+++ TEXT SEGMENT
These iptables rules will give very uniformly distributed losses that will likely be very different from the kinds of bursty noisy results that occur on an across the world connection, the netem supports more sophisticated models of loss and delay.

Michael.Uray · January 25, 2019, 7:39pm

Even when I add just a 2ms delay, then I get a lot of errors in Wireshark on my FTP transfer.
tc qdisc add dev tun1 root netem delay 2ms 1ms 25%
Why could this be?

2019-01-25_20-38-08_Aufzeichnen_von_SSH_remote_capture

I am connected like this:
Win10 PC (10.102.0.43) -> OpenVPN Server <- OpenWRT Router (10.1.222.254) <- PLC (10.1.222.1)
The PC and the router dial into the OpenVPN server and the traffic gets routet from the PC via the OpenVPN server to the OpenWRT router and there is the PLC connected.

dlakelan · January 25, 2019, 7:58pm

There are lots of warnings about duplicates acks and out of order packets. I'm not quite sure what netem does with delay, but if you add delays that are variable and 25% correlated, is it possible that reordering is going on? ie. packet 1 is delayed say 3ms and packet 2 is delayed only 2ms and so packet 2 arrives before packet 3?

Michael.Uray · January 25, 2019, 8:10pm

It looks like, when I run tc qdisc add dev tun1 root netem delay 100ms only then everything is fine.
++++++
+++ DATA EXCERPTS
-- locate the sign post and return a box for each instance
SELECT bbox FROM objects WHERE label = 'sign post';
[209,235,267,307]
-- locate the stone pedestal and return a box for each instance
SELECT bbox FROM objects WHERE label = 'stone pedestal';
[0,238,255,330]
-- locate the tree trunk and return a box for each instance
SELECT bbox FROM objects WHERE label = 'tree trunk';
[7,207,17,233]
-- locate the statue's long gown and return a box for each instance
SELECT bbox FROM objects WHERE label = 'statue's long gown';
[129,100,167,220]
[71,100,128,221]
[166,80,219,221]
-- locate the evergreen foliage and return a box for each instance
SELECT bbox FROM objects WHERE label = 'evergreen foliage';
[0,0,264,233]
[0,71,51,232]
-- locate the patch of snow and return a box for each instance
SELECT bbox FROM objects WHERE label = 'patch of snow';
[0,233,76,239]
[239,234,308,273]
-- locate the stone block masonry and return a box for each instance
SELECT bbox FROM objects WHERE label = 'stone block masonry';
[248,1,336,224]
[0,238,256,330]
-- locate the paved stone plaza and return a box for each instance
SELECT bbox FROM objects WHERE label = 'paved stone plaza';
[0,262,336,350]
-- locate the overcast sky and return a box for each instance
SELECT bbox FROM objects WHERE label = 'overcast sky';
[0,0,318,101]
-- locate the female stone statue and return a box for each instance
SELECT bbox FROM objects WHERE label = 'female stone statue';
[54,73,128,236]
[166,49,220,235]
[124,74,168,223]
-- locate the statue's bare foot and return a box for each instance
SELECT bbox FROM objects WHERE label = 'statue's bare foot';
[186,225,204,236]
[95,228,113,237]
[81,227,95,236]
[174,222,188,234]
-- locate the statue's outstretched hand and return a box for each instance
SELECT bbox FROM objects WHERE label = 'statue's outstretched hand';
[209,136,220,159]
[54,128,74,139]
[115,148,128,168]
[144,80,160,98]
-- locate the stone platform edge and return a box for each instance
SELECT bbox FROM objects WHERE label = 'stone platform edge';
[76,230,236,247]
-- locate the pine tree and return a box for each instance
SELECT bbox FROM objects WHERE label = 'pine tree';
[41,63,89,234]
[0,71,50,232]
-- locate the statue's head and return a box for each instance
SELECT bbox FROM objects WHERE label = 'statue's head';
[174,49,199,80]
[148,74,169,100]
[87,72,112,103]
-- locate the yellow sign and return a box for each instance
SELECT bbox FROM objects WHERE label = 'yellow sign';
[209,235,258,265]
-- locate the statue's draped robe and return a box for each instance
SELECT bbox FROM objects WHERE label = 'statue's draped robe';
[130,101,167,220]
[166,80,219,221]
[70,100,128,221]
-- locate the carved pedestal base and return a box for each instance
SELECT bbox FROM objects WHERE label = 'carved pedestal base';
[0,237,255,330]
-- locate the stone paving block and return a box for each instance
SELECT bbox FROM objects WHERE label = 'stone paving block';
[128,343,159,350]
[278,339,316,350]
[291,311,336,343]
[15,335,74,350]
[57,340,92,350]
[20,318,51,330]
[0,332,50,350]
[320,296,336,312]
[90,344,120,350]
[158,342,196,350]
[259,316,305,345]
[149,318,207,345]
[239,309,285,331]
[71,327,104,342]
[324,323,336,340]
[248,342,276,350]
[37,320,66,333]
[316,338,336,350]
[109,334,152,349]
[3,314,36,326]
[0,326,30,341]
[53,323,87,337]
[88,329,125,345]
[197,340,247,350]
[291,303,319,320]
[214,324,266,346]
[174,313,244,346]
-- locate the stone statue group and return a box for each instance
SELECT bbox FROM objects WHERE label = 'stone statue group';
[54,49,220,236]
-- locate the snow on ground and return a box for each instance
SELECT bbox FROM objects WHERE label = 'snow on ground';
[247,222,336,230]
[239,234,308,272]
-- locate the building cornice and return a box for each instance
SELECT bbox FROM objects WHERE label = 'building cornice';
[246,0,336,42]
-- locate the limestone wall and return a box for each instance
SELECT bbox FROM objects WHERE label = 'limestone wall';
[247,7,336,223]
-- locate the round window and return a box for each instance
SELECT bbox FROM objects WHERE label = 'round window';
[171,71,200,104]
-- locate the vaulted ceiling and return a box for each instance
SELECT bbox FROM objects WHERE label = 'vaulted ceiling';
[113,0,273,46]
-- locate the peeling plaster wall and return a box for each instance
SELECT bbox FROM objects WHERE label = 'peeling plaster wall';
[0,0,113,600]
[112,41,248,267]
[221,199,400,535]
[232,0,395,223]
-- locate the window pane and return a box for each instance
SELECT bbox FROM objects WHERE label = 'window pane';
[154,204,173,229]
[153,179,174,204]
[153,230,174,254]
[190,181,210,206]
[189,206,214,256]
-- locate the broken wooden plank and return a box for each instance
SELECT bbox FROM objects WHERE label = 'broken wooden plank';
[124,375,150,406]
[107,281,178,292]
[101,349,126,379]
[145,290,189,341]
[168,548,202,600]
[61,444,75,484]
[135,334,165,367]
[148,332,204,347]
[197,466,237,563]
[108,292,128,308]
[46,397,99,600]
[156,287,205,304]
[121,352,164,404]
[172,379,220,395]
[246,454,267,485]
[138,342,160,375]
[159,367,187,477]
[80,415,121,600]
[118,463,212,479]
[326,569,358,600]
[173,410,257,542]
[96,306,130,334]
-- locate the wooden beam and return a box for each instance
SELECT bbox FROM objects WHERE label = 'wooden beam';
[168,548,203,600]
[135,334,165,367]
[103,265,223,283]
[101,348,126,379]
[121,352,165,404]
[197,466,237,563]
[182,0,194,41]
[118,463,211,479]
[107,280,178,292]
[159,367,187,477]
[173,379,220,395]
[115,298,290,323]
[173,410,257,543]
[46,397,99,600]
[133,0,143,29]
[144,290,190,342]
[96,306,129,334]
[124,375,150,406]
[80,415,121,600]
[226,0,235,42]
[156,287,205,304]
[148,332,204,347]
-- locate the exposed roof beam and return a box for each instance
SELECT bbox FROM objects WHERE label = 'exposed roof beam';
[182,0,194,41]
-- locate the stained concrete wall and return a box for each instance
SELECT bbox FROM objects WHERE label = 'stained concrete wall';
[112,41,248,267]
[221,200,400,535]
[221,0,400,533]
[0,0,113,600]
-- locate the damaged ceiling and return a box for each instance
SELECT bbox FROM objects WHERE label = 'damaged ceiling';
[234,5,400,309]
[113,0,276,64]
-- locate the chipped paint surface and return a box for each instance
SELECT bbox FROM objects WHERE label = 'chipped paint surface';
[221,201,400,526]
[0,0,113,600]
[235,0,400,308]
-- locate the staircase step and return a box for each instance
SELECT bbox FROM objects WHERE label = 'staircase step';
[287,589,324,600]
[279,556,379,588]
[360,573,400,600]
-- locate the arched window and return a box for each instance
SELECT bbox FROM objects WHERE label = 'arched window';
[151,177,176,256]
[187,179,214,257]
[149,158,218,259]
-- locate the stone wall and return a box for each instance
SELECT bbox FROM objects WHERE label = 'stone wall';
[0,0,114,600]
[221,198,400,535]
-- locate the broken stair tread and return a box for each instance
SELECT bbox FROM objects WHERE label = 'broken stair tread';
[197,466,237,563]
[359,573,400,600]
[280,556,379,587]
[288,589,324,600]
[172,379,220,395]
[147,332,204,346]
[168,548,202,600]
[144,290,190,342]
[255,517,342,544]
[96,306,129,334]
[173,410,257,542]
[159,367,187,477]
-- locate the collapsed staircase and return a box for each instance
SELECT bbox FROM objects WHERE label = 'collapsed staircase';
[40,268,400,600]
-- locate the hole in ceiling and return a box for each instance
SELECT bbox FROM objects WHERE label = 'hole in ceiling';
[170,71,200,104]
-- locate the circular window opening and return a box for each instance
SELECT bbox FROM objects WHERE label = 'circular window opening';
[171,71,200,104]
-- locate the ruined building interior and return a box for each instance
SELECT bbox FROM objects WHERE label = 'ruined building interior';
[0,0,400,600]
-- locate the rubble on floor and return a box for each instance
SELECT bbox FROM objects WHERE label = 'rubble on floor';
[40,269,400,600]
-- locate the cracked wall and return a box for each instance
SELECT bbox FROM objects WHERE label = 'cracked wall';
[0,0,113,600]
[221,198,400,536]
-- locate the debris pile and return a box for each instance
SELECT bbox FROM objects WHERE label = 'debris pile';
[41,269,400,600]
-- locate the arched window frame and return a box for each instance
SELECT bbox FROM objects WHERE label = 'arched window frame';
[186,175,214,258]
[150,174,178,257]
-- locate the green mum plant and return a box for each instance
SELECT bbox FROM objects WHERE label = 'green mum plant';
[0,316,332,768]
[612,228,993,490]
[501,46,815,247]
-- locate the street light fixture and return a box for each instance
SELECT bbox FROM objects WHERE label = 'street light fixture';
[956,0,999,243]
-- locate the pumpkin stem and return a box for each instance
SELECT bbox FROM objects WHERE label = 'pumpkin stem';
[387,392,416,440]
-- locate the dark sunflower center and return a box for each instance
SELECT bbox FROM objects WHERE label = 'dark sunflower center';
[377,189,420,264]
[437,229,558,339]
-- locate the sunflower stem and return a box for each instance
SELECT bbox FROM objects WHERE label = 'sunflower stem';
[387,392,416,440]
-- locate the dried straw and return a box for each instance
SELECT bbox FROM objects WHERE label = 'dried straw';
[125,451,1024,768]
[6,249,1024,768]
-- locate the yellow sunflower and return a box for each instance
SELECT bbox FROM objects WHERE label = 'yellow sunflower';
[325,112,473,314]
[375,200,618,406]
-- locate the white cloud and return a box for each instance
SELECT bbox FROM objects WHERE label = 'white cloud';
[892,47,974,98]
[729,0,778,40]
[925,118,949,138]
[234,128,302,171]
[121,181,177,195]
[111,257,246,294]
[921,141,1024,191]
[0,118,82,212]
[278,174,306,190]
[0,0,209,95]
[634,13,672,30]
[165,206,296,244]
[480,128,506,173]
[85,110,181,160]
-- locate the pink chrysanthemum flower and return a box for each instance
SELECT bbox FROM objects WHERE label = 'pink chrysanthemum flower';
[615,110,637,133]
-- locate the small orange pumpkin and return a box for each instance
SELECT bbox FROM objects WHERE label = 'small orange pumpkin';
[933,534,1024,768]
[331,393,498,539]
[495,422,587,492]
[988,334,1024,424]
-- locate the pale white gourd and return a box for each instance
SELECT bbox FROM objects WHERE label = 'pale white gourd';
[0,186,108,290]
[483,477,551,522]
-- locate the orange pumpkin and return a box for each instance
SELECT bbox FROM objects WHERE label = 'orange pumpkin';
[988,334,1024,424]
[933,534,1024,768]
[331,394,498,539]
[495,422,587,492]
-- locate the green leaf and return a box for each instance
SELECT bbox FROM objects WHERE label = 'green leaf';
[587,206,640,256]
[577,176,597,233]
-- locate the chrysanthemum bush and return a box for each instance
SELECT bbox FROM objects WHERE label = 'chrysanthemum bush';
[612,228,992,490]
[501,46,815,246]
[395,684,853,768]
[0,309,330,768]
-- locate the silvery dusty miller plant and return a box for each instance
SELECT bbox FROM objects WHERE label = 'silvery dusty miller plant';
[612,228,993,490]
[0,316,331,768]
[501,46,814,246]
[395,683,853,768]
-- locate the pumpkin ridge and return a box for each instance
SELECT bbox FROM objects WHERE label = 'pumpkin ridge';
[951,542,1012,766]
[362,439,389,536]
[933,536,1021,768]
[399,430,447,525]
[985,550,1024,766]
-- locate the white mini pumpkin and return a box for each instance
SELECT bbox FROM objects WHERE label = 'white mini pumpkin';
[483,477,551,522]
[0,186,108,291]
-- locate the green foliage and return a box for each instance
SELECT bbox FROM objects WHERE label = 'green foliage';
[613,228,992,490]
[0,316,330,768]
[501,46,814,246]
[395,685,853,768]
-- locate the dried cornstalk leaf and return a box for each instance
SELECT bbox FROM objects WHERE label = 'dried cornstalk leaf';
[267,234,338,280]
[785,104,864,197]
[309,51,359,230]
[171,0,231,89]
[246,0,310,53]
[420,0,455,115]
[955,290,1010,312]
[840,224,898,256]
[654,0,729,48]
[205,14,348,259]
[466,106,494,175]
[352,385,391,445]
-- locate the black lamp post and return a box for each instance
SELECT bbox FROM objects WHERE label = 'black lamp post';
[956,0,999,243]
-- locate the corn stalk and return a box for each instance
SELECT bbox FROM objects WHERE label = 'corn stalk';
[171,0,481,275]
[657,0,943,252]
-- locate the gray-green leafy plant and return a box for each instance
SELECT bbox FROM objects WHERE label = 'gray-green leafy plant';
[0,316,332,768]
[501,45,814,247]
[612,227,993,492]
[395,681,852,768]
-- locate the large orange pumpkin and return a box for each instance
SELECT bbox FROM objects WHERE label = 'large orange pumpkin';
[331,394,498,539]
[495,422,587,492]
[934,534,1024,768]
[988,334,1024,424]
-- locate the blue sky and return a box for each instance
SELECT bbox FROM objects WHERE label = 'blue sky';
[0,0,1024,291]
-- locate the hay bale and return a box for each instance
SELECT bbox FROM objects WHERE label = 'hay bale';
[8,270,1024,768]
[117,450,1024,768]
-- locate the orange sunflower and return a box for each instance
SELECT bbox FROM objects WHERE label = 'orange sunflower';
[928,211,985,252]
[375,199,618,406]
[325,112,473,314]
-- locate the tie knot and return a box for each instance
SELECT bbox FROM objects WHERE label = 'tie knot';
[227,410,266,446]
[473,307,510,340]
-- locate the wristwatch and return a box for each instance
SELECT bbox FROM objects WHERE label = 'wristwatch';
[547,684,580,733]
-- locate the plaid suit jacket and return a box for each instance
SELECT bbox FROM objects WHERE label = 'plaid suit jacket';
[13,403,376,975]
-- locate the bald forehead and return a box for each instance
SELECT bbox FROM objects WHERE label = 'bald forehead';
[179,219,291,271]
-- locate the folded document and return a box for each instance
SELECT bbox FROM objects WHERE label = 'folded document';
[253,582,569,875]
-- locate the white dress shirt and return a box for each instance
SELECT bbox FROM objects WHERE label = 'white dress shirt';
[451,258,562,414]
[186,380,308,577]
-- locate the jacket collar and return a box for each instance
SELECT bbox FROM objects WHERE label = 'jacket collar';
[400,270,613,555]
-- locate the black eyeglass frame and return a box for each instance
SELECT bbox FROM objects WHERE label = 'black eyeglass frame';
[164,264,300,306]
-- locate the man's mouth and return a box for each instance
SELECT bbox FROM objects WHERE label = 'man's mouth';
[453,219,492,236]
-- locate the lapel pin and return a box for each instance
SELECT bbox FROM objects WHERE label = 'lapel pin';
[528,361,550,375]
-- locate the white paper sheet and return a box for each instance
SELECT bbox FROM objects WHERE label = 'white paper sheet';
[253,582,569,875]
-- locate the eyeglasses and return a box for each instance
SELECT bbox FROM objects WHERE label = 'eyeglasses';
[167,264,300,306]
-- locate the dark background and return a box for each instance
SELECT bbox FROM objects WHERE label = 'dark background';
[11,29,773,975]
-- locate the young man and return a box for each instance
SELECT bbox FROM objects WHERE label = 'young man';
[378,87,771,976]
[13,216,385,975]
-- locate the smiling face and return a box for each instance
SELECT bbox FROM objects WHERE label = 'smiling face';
++++++
### LIST OF TASKS
1. From the netem thread, extract the passage between "Michael.Uray · January 25, 2019, 7:39pm" and "could this be?", inclusive.
2. According to the netem thread, which command did Michael.Uray find left everything working fine?
3. List every device in the connection chain that Michael.Uray describes in the netem thread, with its IP address where one is given.

### ANSWERS TO THE EXERCISES
1.
Michael.Uray · January 25, 2019, 7:39pm

Even when I add just a 2ms delay, then I get a lot of errors in Wireshark on my FTP transfer.
tc qdisc add dev tun1 root netem delay 2ms 1ms 25%
Why could this be?

2. tc qdisc add dev tun1 root netem delay 100ms

3.
- Win10 PC (10.102.0.43)
- OpenVPN Server
- OpenWRT Router (10.1.222.254)
- PLC (10.1.222.1)